Collected data entries
········
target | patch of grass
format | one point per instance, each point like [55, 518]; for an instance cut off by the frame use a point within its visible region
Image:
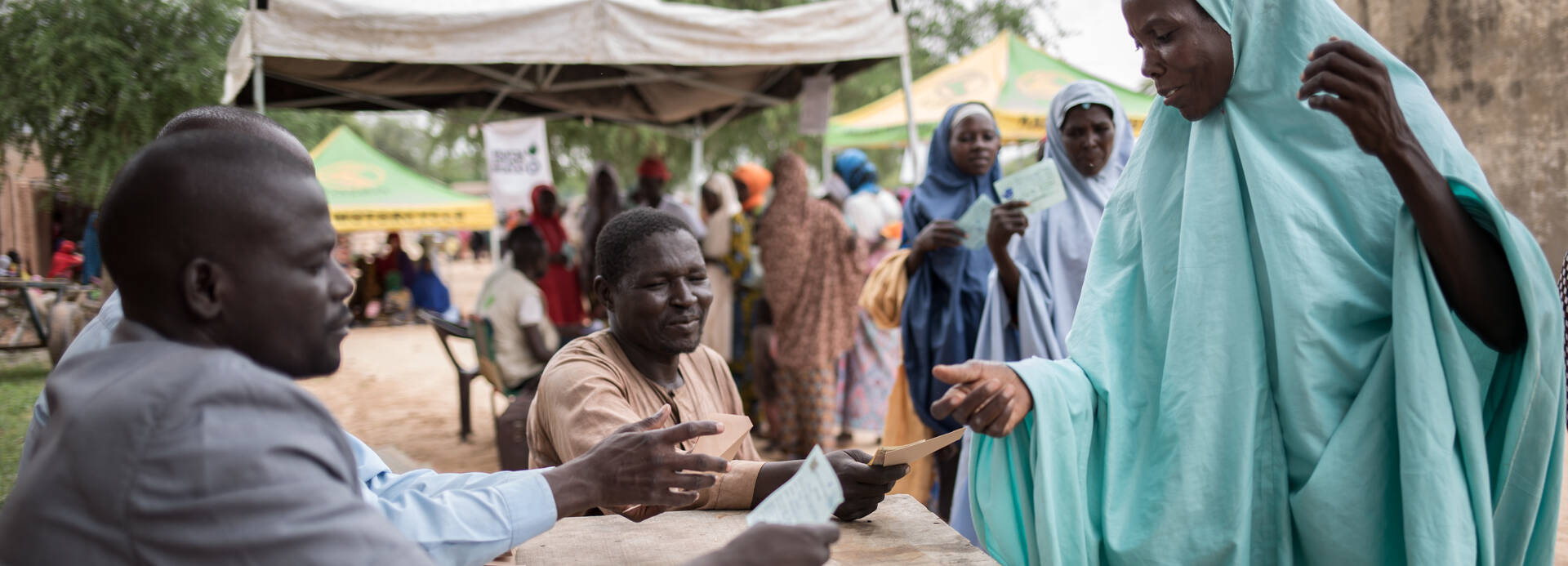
[20, 388]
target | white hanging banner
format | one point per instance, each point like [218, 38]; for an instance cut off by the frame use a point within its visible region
[519, 158]
[816, 104]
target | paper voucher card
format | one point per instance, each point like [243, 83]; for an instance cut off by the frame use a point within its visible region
[728, 443]
[976, 221]
[1039, 184]
[806, 497]
[911, 452]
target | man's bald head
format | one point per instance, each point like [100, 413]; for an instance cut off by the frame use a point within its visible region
[223, 237]
[235, 119]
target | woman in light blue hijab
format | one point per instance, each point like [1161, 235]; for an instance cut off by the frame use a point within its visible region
[1308, 332]
[941, 310]
[1040, 274]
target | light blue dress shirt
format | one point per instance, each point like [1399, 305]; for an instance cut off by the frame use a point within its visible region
[460, 519]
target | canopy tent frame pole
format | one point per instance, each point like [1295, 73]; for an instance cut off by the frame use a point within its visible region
[259, 87]
[386, 102]
[698, 136]
[705, 85]
[502, 95]
[257, 76]
[908, 114]
[826, 154]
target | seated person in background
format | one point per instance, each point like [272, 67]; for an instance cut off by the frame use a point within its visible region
[651, 177]
[523, 337]
[654, 284]
[185, 441]
[195, 392]
[430, 293]
[66, 261]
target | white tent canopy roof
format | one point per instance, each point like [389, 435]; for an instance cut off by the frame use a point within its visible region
[618, 60]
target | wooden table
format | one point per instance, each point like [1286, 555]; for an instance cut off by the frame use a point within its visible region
[901, 532]
[32, 310]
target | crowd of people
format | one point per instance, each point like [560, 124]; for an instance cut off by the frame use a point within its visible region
[1288, 323]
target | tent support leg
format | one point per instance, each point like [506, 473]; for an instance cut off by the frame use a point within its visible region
[259, 87]
[697, 162]
[908, 115]
[826, 160]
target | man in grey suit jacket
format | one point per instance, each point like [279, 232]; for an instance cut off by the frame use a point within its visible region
[185, 441]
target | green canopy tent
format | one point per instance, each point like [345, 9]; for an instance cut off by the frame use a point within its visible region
[368, 190]
[1007, 74]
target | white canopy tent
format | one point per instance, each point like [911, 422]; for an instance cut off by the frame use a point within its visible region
[683, 68]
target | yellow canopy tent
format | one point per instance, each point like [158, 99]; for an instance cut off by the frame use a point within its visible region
[1007, 74]
[368, 190]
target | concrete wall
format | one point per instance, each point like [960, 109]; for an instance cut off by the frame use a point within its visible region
[1499, 68]
[20, 216]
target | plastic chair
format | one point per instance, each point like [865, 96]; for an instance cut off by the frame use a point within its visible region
[449, 330]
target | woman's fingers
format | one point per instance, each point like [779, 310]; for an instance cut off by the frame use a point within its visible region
[1348, 49]
[1334, 83]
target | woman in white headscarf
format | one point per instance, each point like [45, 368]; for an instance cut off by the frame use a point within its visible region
[720, 206]
[1039, 276]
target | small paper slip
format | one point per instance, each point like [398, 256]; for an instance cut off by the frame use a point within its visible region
[1039, 184]
[911, 452]
[728, 443]
[806, 499]
[976, 221]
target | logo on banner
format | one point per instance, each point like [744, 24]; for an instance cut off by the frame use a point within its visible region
[516, 160]
[352, 176]
[519, 160]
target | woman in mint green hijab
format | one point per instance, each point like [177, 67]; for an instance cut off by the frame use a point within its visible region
[1308, 332]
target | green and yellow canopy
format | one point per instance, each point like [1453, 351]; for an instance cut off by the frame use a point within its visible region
[368, 190]
[1007, 74]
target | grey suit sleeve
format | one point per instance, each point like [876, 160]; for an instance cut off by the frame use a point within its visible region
[257, 475]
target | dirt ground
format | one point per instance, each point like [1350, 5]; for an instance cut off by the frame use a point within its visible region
[397, 392]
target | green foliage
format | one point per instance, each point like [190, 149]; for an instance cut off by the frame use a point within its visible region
[90, 80]
[20, 386]
[87, 82]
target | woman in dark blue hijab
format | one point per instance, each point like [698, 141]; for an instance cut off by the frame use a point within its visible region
[947, 281]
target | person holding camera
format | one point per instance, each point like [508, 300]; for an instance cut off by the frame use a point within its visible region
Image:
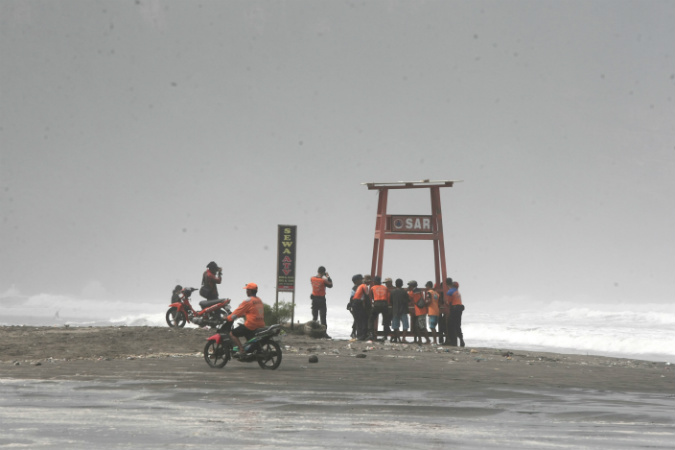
[210, 279]
[320, 282]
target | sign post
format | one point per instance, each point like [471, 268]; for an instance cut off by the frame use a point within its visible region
[286, 254]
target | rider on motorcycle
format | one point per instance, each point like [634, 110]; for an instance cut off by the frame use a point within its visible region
[253, 309]
[211, 277]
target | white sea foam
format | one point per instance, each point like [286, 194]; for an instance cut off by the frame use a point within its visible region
[644, 331]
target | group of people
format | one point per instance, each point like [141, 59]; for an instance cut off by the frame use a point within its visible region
[435, 316]
[427, 315]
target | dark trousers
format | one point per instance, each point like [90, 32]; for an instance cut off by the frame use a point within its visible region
[379, 307]
[456, 320]
[319, 309]
[360, 319]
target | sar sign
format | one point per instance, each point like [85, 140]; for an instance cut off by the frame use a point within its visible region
[411, 224]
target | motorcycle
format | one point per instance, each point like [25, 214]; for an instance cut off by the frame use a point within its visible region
[263, 347]
[213, 312]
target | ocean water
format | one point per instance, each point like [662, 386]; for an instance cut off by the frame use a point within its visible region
[645, 331]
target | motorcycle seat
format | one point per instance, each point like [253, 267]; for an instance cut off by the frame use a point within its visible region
[206, 303]
[264, 329]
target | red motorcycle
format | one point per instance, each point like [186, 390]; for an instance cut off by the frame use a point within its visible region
[263, 348]
[213, 312]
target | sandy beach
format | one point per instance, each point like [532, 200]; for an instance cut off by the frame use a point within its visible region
[371, 393]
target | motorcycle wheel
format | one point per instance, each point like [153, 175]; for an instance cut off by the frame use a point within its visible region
[270, 355]
[175, 318]
[216, 355]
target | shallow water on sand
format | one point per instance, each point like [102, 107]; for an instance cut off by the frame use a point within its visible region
[87, 414]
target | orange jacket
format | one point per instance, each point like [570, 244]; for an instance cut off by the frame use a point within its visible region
[254, 311]
[319, 286]
[381, 292]
[362, 293]
[434, 308]
[456, 298]
[414, 296]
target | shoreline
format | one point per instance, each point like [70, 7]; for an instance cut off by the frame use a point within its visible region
[149, 353]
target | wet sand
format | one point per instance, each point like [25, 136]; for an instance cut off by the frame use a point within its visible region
[150, 387]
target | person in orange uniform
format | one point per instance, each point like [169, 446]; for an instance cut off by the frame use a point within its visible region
[253, 310]
[456, 309]
[416, 295]
[360, 302]
[381, 300]
[211, 277]
[434, 309]
[320, 282]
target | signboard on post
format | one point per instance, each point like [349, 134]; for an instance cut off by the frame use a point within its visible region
[286, 251]
[411, 224]
[286, 258]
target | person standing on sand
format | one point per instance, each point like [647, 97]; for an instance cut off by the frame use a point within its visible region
[210, 279]
[434, 310]
[381, 301]
[175, 295]
[360, 295]
[320, 282]
[456, 310]
[399, 301]
[418, 297]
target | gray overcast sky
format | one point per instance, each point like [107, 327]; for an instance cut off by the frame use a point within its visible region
[142, 139]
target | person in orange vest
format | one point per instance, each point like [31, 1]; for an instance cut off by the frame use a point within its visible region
[418, 299]
[434, 310]
[211, 277]
[320, 282]
[400, 302]
[456, 309]
[360, 295]
[381, 300]
[253, 310]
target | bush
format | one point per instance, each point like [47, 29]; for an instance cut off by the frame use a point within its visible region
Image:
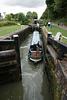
[7, 23]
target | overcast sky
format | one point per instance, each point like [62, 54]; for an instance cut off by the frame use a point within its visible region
[16, 6]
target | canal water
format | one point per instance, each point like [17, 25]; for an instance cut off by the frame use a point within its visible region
[34, 84]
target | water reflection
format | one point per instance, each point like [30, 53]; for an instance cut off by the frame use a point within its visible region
[11, 91]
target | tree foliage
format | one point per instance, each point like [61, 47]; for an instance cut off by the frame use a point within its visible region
[8, 17]
[55, 9]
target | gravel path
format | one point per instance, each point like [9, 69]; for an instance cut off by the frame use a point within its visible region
[63, 27]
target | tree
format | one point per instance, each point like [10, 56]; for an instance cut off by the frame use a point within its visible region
[60, 6]
[8, 17]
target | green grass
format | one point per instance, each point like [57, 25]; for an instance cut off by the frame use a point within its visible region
[57, 29]
[62, 20]
[8, 29]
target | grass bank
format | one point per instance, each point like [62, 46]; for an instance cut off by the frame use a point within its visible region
[57, 29]
[62, 20]
[8, 29]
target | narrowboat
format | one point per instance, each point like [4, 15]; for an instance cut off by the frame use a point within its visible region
[36, 50]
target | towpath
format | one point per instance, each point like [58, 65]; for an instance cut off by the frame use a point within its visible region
[63, 27]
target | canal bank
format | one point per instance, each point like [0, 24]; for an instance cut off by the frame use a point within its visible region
[55, 66]
[34, 84]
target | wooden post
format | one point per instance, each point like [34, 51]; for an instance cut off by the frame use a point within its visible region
[16, 37]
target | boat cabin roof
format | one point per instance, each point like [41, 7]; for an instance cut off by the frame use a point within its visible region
[36, 38]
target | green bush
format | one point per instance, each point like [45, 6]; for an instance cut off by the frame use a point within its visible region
········
TASK OBJECTIVE:
Please set down the entries word for word, from the first line through the line with "[1040, 274]", including both of those lines. Leave the pictures out.

REPLY:
target | patch of grass
format | one point per instance, each point like [55, 518]; for an instance cut off by the frame use a point within its visible region
Image:
[20, 388]
target | white hanging banner
format | one point per instance, each point like [218, 38]; for an instance cut off by the frame use a point within its visible region
[519, 158]
[816, 104]
target | paper voucher card
format | one point per instance, each point like [243, 83]; for an instance cut off by the frame use a point within its visible region
[728, 443]
[976, 221]
[1039, 184]
[806, 497]
[911, 452]
target | man's bald head
format | one point per instance, each point like [100, 413]; for an instance cut off by the frame use a point within its visible region
[223, 237]
[235, 119]
target | woman in light blue hijab
format | one point per instance, each point like [1161, 235]; for an instance cut off by the frame use a point within its visible region
[1308, 332]
[941, 310]
[1040, 274]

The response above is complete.